### Work item
Whatever the records say, repeat them exactly as given.

[Opening Recorded information section]

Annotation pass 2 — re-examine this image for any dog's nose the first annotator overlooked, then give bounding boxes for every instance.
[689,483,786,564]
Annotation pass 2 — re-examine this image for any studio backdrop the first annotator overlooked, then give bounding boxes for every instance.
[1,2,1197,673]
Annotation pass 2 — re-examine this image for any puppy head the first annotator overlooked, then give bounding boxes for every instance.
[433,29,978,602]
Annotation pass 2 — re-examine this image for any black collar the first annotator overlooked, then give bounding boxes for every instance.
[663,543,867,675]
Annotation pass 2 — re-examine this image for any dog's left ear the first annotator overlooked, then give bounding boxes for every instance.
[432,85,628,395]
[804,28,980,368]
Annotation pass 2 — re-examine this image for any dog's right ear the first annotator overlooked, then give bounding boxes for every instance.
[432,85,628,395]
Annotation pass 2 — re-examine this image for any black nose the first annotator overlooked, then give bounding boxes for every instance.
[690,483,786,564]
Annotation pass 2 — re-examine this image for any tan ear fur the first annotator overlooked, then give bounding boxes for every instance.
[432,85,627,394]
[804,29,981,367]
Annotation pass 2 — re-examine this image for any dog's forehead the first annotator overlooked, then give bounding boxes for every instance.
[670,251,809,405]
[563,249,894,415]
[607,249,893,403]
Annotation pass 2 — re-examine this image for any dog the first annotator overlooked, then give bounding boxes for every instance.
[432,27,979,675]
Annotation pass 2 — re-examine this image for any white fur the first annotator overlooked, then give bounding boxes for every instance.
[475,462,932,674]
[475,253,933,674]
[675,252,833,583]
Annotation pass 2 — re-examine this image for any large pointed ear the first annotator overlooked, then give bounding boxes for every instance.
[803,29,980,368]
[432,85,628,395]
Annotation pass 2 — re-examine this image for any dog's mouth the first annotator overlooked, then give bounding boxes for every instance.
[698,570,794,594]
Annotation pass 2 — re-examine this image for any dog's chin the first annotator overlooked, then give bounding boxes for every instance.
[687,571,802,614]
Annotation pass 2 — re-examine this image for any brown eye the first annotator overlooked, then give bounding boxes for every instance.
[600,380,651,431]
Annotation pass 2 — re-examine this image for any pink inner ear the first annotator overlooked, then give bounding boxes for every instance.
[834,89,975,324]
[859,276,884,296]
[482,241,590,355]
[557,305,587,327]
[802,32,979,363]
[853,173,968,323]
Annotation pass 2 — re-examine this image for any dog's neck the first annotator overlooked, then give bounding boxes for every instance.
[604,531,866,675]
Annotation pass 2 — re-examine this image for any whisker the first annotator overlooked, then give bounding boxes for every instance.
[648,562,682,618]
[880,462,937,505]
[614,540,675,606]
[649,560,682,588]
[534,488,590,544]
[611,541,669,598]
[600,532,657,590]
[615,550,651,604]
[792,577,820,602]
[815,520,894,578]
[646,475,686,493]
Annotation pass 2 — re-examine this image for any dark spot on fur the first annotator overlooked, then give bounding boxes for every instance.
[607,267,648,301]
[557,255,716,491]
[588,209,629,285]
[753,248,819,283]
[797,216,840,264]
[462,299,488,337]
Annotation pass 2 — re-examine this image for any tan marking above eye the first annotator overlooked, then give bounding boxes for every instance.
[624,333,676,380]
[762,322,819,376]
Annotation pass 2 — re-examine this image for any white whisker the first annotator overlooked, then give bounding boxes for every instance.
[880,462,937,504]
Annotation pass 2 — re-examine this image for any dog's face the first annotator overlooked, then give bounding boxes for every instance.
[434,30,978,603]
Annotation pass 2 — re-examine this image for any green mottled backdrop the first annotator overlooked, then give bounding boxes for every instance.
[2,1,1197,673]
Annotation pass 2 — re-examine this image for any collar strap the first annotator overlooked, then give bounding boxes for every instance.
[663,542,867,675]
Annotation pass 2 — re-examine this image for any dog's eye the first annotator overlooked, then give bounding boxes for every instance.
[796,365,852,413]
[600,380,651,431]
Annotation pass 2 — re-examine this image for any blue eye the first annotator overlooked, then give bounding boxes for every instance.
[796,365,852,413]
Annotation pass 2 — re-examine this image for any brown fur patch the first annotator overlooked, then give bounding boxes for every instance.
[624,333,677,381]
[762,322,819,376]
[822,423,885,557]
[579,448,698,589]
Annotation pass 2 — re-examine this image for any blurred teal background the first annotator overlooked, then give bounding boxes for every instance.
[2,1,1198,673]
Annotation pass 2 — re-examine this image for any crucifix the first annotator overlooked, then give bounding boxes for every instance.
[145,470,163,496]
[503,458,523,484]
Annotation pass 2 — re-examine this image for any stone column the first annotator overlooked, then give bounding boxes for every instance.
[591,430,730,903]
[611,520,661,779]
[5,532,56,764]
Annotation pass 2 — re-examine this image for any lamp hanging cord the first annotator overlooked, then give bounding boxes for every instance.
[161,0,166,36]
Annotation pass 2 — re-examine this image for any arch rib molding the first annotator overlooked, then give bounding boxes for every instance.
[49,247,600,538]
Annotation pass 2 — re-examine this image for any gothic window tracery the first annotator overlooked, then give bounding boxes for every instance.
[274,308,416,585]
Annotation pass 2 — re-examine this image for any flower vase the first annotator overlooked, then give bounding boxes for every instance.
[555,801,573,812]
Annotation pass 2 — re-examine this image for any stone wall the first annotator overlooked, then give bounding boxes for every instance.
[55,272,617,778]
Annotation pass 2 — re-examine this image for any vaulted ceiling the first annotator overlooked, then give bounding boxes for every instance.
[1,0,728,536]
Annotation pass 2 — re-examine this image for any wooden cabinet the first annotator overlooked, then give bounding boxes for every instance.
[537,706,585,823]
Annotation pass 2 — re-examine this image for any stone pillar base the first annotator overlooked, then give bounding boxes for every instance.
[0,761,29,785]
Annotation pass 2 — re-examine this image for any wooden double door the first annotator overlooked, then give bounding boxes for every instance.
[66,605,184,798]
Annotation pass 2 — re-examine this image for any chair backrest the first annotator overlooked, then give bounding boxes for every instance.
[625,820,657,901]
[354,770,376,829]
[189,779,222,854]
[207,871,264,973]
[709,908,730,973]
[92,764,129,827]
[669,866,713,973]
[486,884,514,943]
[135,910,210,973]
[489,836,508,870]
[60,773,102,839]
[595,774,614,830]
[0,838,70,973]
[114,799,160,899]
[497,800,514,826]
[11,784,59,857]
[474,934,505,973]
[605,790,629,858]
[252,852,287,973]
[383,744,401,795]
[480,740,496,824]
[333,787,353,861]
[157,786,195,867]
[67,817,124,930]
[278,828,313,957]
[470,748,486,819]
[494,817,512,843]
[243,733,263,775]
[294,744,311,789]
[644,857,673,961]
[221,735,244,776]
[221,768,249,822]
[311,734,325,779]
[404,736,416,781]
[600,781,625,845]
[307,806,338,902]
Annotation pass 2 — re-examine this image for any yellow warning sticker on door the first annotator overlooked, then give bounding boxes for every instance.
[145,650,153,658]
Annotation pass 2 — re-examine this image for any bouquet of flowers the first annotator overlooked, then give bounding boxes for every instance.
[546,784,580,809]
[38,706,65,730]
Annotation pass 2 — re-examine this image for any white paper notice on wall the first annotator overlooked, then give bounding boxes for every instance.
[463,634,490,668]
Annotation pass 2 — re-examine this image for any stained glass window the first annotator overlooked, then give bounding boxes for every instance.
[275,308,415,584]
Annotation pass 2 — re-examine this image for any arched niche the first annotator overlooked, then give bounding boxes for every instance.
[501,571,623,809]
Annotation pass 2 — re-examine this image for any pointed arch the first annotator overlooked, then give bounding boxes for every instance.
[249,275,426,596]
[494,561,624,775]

[Closing Recorded information section]

### Answer for the task
Annotation pass 2 — re-examine this image for any dog's nose the first annotator overlooked, then give bounding boxes for every instance.
[689,483,786,564]
Annotation pass 2 — re-examine this image for any studio backdrop the first annotator overlooked, then give bounding boxes for every instance.
[1,2,1197,673]
Annotation pass 2 — re-examine this image for any puppy head the first annotator overlooked, then give bounding boxes for every instance.
[433,29,978,602]
Annotation pass 2 — re-examine this image for any black collar the first annotator overlooked, then give bounding boxes for every instance.
[663,543,867,675]
Annotation pass 2 — re-examine this image for any dog's left ear the first annotator overlooked, then give bounding boxes for every instance.
[432,85,628,395]
[804,28,980,368]
Annotation pass 2 — re-examine this image for any dog's right ear the first annotator overlooked, then give bounding boxes for every instance.
[432,85,628,395]
Annotation pass 2 — re-examine this image for any black nose the first annotator overlooked, then give bounding boxes for every instance.
[690,483,786,564]
Annotation pass 2 — re-examine this image for any tan ear fur the first annotator overlooked, then give bounding boxes for every instance.
[432,85,627,394]
[804,29,981,367]
Annotation pass 2 — re-examine this image for any dog's forehead the first annotator overlooked, then give bounding boxes for every instance.
[670,251,809,405]
[563,249,894,415]
[607,249,893,403]
Annotation pass 2 — re-examine this image for any dog the first annotator overlooked, then give bounding boxes for every instance.
[432,27,979,675]
Annotation pass 2 — re-examine this image for any white fur the first annotator overlooked, then give bounding boxes for every instance.
[475,462,932,674]
[475,253,933,674]
[675,252,833,583]
Annotation pass 2 — re-examine this image for any large pointed ear the first annotator overlooked, then give bounding boxes for every instance.
[803,29,980,368]
[432,85,628,395]
Annotation pass 2 — re-examine this image for any dog's mouth the first annotator overlooked, then give bounding boxes for every instance.
[698,570,794,594]
Annotation pass 2 — re-examine this image for any dog's chin the first annotator overlooked, then give bounding boxes for every instance.
[687,571,802,614]
Annotation pass 2 — re-examine this image for any brown eye the first annotator overlooked, then give bounding boxes for every instance.
[600,380,651,431]
Annotation pass 2 — re-examine this image for any pink inner ear the first annotator overlooked, then give bounding boxes for every instance.
[834,89,975,324]
[859,276,884,296]
[482,241,590,355]
[557,305,587,327]
[802,32,979,363]
[853,173,968,323]
Annotation pass 2 — re-examine this image for any dog's neck the first annotator overlooked, then give bounding boxes for every instance.
[604,531,866,675]
Annotation pass 2 — re-examine this image for any whisker the first annotator overlooked, then give bounding boxes for every instance.
[648,562,682,618]
[880,462,937,505]
[614,540,675,606]
[649,560,682,588]
[534,488,590,544]
[611,541,669,598]
[600,532,657,590]
[615,550,651,604]
[792,577,820,602]
[815,520,894,578]
[646,475,686,493]
Annotation pass 2 — re-examine this image for any dark spot on fur the first annotator overlooked, then give bounding boxes for every instance.
[607,267,648,301]
[557,255,716,491]
[588,209,629,285]
[753,248,819,283]
[797,216,840,264]
[462,299,488,337]
Annotation pass 2 — re-examine this image for any tan marking above eye the first annotator overlooked, then give bounding boxes for every instance.
[624,333,676,380]
[762,322,819,376]
Annotation pass 2 — re-examine this image for any white whisker the first annotator overlooked, then give bounding boxes for every instance.
[880,462,937,504]
Annotation pass 2 — re-examine this image for any dog's face the first annotator overlooked, then give bounding boxes for every instance.
[434,30,978,603]
Annotation pass 2 — re-examine this image for any green mottled backdrop the first annotator overlooked, then give bounding boxes for every instance.
[2,1,1197,673]
Annotation pass 2 — re-examine this image for any collar strap the first annotator overlooked, then give bounding boxes for every instance.
[663,542,867,675]
Annotation pass 2 — re-examine this image for any dog's eye the first annotator overlooked, then give bounding boxes for every instance.
[796,365,852,413]
[600,380,651,431]
Annotation pass 2 — re-examine this image for any blue eye the first annotator overlooked, then give bounding boxes for every instance.
[796,365,852,413]
Annotation pass 2 — re-examine this image for any brown fur patch the first annotator overlooked, then give bounding boxes for every instance.
[624,333,677,381]
[762,322,819,376]
[822,423,885,557]
[579,448,698,589]
Annotation pass 2 — re-examine this image for any blurred teal background the first annotator overlooked, then give bounding boxes for every instance.
[2,1,1198,673]
Annotation pass 2 — re-examine this image for any crucifix the first annotator overlooked, then give bounding boxes for every instance.
[145,470,163,496]
[503,458,523,484]
Annotation pass 2 — re-examine this image for any stone column the first annotator overlooked, then give bounding boxes for every instance.
[591,430,730,903]
[611,520,661,779]
[5,532,56,764]
Annotation pass 2 — re-examine this image for any lamp hanging cord the first annotator overlooked, then give bounding boxes for every instance.
[161,0,166,36]
Annotation pass 2 — re-examine this image for any arch rib molding the first annotator overlooked, then give bounding boxes for every instance.
[49,247,600,538]
Annotation pass 2 — re-examine this image for any gothic window tracery the first annotator overlooked, then give bounding boxes for every instance.
[274,308,416,585]
Annotation pass 2 — re-examine this image for any flower vase the first annotator overlooked, then give bounding boxes for every instance.
[555,801,573,812]
Annotation pass 2 — re-examine this image for any stone wall the first annotator overlooked, then give bounding boxes for every instance.
[55,272,617,778]
Annotation pass 2 — re-examine this image for any vaulted ceiling the first annotator overlooked, then give bounding boxes for every instance.
[1,0,728,536]
Annotation pass 2 — re-examine this image for any wooden cabinet the first annotator overlooked, then give bounding boxes for every instance.
[537,706,585,823]
Annotation pass 2 — re-examine this image for any stone pillar base the first annotator overlooked, then give bounding boxes for every instance.
[0,761,29,785]
Annotation pass 2 — re-examine this image for any wooden double door the first annotator overlooked, then give bounding boxes for every instance.
[66,605,184,798]
Annotation pass 2 — re-examine this image for any chair backrest the first annotator overlooked, then give bounding boxes for every instance.
[625,820,657,901]
[354,770,376,829]
[189,779,222,854]
[207,871,264,973]
[709,908,730,973]
[92,764,129,827]
[669,866,713,973]
[486,884,514,943]
[135,910,210,973]
[489,836,508,870]
[60,773,102,839]
[595,774,614,830]
[0,838,70,973]
[114,799,160,899]
[497,800,514,826]
[11,784,59,857]
[474,934,505,973]
[605,790,629,858]
[252,852,287,973]
[383,744,401,795]
[480,740,496,824]
[333,787,353,861]
[157,786,195,867]
[67,817,124,930]
[278,828,313,957]
[470,748,486,819]
[494,817,512,843]
[243,733,263,775]
[294,744,311,789]
[644,857,673,961]
[221,735,244,776]
[221,768,249,822]
[311,734,325,779]
[404,736,416,781]
[600,781,625,845]
[307,806,338,902]
Annotation pass 2 — re-examine this image for any yellow warning sticker on door the first annotator overlooked, then give bounding boxes for every instance.
[145,650,153,658]
Annotation pass 2 — re-examine this image for any bouquet of flowers the first annotator overlooked, then give bounding boxes for every instance.
[546,784,580,809]
[38,706,65,730]
Annotation pass 2 — re-examine this image for any white paper notice on wall the first annotator overlooked, then give bounding boxes for every instance.
[463,634,490,668]
Annotation pass 2 — re-examine this image for any stained glass window the first annotator overlooked, then give bounding boxes for every instance.
[275,308,415,584]
Annotation pass 2 — re-examine this image for any arched niche the first annotator overlooked, then give bounding boxes for every instance.
[501,571,623,809]
Annotation pass 2 — re-examine this image for any pointed arch the first annotator overlooked, then give bounding boxes for every instance.
[249,275,426,596]
[494,561,624,775]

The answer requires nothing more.